══ KUTIPAN TERPILIH ══

Jika demikian, yang harus
dilakukan adalah tashhih, semisal ungkapan Al-Syafi’i “fi al-mas’alah
qaulani” (dalam masalah ini terdapat dua pendapat) diarahkan pada suatu
kondisi bahwa dalam suatu permasalahan, beliau menemukan dua dalil yang saling
bertentangan dan tidak mungkin untuk dilakukan tarjih. Karenanya, maksud dari pendapat ganda
yang dikeluarkan mujaddid abad kedua ini adalah adanya dua ihtimal (kemungkinan
untuk diarahkan pada penyelesaian dengan salah satu dalil).
Pembahasan mengenai
pendapat ganda yang dilakukan seorang mujtahid ini, hanya berlaku ketika
terjadi di waktu yang sama. Jika
dualisme pendapat tersebut muncul dalam waktu yang berbeda, maka
penyelesaiannya mudah, artinya pendapat kedua diposisikan sebagai pembatah atas
pendapat yang pertama. Dan pendapat
kedua inilah yang dijadikan acuan hukumnya.
Dan pendapat pertama dianggap telah dicabut, (ini didasarkan pada
kebolehan mencabut hasil ijtihad).
Ketentuan ini tentunya jika di antara dua pendapat telah diketahui mana
yang lebih dahulu, maka tindakan yang harus diambil ialah menisbatkan salah
satu pendapat tersebut kepada seorang mujtahid dan menganggap pendapat yang
lain telah dicabut. Namun, dalam keadaan seperti ini kedua pendapat tersebut
tidak boleh untuk diamalkan, karena ada kemungkinan pendapat yang diamalkan
justru merupakan pendapat yang telah dicabut.[3]
2.1.2 Taghoyyur Al-Ijtihad (Revisi Ijtihad)
Kemungkinan mengenai taghoyyur
al-ijtihad (revisi ijtihad), bolehkah ini terjadi pada diri seorang
mujtahid? Dengan pertimbangan-pertimbangan bahwa aktivitas ijtihad tidak dapat
terlepaskan dari argumentasi dan dalil, dan ketika seorang mujtahid menemukan
bukti-bukti baru yang lebih akurat, semestinya bukti baru itulah yang harus
dijadikan sebagai acuan pemutusan hukumnya. Maka revisi ijtihad adalah hal yang
lumrah terjadi pada diri seorang mujtahid.
Pandangan ini diperkuat oleh surat Umar bin Al-Khattab kepada penguasa
Kufah, Abu Musa Al-‘Asy’ari. Dalam surat
tersebut Umar berpesan, “janganlah keputusanmu saat ini menghalangimu untuk
melakukan peninjauan ulang.. semoga engkau medapatkan tuntutan pada sebuah
petunjuk kebenaran. Sesungguhnya
kebenaran telah ada terlebih dahulu, dan kembali kepada kebenaran adalah lebih
baikdaripada melanggar kebatilan”.[4] Dari sini, jelaslah bahwa revisi ijtihad
adalah hal yang diperbolehkan bagi seorang mujtahid.

═══

- TINDAKAN YANG DIPERLUKAN
1. Ringkaslah kutipan tentang pendapat ganda dan revisi ijtihad di atas dalam dua kalimat.
2. Sebutkan semua tokoh yang disebut namanya dalam kutipan tentang ijtihad di atas.
3. Lanjutkan uraian tentang revisi ijtihad di atas setelah kalimat terakhirnya.

══ DATA YANG DISEDIAKAN ══

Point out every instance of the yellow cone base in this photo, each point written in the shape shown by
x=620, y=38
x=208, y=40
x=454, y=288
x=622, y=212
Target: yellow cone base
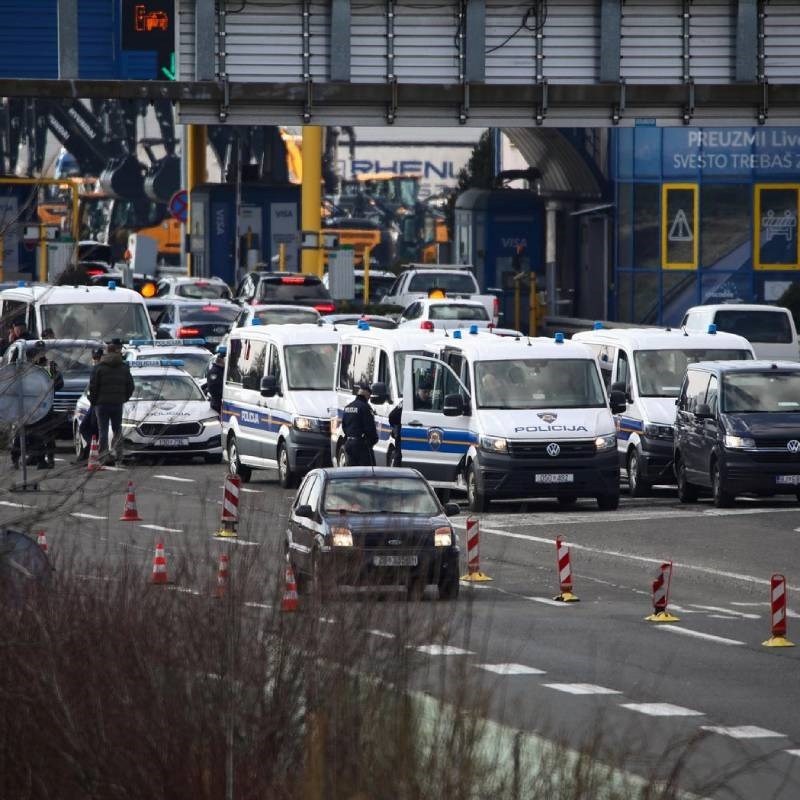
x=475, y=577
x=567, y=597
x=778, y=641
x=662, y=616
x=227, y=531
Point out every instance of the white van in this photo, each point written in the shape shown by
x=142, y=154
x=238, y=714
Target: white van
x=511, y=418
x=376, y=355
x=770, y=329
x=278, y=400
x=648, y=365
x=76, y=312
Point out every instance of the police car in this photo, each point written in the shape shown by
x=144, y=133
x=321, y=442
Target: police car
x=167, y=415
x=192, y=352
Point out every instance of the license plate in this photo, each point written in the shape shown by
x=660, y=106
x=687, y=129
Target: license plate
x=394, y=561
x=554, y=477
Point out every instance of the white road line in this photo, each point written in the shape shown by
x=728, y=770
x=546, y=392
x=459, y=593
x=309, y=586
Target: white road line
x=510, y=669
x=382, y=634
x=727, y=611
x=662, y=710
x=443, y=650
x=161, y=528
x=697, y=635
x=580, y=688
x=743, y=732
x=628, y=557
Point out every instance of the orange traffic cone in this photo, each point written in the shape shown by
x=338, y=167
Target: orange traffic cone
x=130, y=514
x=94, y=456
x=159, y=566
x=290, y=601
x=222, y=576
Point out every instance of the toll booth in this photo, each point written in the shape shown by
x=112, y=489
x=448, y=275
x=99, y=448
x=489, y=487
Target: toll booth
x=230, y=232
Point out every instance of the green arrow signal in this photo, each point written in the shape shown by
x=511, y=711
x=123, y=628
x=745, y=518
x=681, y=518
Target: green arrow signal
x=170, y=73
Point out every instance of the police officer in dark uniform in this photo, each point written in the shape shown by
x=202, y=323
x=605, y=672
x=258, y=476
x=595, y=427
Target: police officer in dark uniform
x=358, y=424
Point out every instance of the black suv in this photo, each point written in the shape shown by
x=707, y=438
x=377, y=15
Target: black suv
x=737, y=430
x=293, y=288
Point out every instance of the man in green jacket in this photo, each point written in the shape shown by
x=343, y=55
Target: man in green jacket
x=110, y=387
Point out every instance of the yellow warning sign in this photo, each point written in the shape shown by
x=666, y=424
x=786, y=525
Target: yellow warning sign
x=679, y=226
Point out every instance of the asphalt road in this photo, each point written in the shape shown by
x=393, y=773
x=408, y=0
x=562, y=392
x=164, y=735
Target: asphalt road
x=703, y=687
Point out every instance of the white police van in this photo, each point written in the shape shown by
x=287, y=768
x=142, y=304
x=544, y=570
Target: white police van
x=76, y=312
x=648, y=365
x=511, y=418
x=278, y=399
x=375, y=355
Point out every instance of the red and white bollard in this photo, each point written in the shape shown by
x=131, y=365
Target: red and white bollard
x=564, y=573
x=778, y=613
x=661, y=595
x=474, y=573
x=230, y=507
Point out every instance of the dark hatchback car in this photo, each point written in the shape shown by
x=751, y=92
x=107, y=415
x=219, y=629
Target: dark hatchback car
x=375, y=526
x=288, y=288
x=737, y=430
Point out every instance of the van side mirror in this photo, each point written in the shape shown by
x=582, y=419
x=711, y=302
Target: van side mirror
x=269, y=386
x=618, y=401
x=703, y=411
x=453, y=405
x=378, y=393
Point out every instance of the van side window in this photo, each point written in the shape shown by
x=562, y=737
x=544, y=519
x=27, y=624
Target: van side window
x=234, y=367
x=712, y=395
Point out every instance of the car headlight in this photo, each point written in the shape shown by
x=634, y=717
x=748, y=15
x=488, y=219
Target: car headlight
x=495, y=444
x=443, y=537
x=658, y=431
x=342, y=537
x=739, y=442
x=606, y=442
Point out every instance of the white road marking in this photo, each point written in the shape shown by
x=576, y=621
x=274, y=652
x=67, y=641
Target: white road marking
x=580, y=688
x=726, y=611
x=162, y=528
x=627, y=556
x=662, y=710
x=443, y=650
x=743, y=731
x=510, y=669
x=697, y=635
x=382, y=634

═══

- HASIL AKHIR
1. Pendapat ganda seorang mujtahid yang muncul pada waktu yang sama dimaknai sebagai adanya dua kemungkinan karena terdapat dua dalil yang bertentangan dan tidak dapat ditarjih. Jika pendapat ganda muncul pada waktu yang berbeda, pendapat kedua menjadi acuan dan pendapat pertama dianggap dicabut, sedangkan revisi ijtihad merupakan hal yang lumrah dan diperbolehkan bagi mujtahid yang menemukan bukti baru yang lebih akurat, sebagaimana diperkuat oleh surat Umar bin Al-Khattab kepada Abu Musa Al-‘Asy’ari.

2. Al-Syafi’i; Umar bin Al-Khattab; Abu Musa Al-‘Asy’ari

3.
2.1.3 Pembatalan Ijtihad
Paparan singkat di atas
adalah revisi ijtihad dalam tataran wacana.
Jika hal itu terjadi dalam tataran praktik, ada beberapa konsekuensi
dari revisi ijtihad seorang mujtahid ini, berkaitan dengan amaliyah
keseharian, aktivitas fatwa dan putusan peradilan. Misalnya, seorang mujtahid
yang memberikan fatwa dengan suatu hukum atau menjatuhkan putusan tertentu di
antara dua pihak yang bersengketa, kemudian setelah menemukan dalil-dalil lain
yang menurutnya lebih argumentatif, mujtahid atau hakim tersebut berubah
pikiran, berbeda dengan pendapat sebelumnya.
Akankah pendapat terakhir harus dijadika pegangan, ataukah pendapat
awal? Ada pemilahan mengenai hal ini,
antara statusnya sebagai hakim atau sekedar sebagai mujtahid.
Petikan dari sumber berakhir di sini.